━━━ Dataset rows ━━━

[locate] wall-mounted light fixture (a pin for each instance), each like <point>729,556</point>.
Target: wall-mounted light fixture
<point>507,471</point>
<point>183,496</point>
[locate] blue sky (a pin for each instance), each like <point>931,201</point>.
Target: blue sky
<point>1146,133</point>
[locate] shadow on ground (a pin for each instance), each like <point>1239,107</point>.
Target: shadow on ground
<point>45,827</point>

━━━
━━━ Dataset rows ━━━

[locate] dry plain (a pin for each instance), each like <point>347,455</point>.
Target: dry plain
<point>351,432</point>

━━━
━━━ Dataset rows ━━━

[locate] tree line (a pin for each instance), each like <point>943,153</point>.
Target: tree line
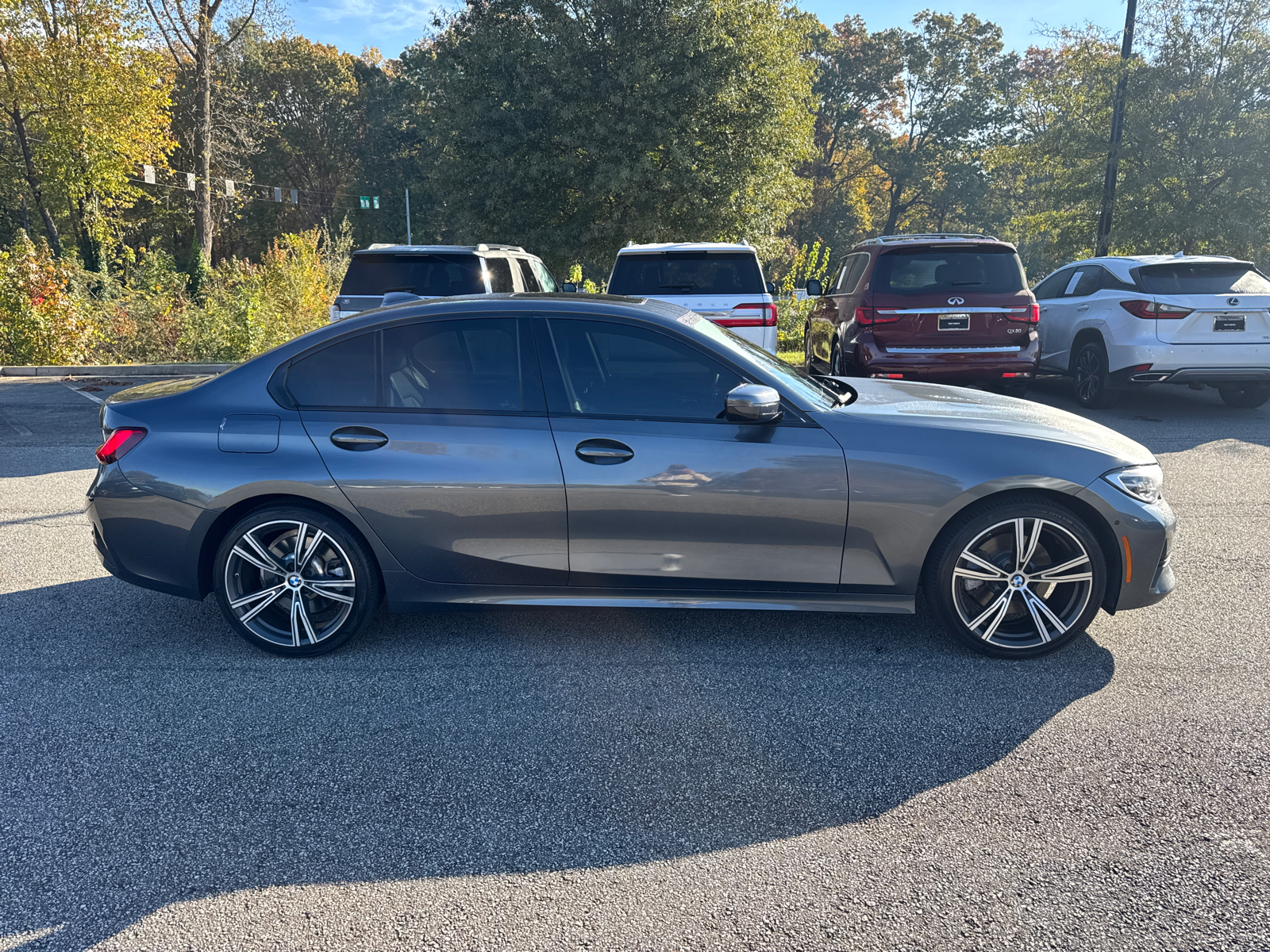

━━━

Prompt - Return every line of the rows above that contains the string "mounted". Case counts.

Finished task -
[locate] wall-mounted light fixture (a pin for each instance), each like <point>729,556</point>.
Target: wall-mounted light fixture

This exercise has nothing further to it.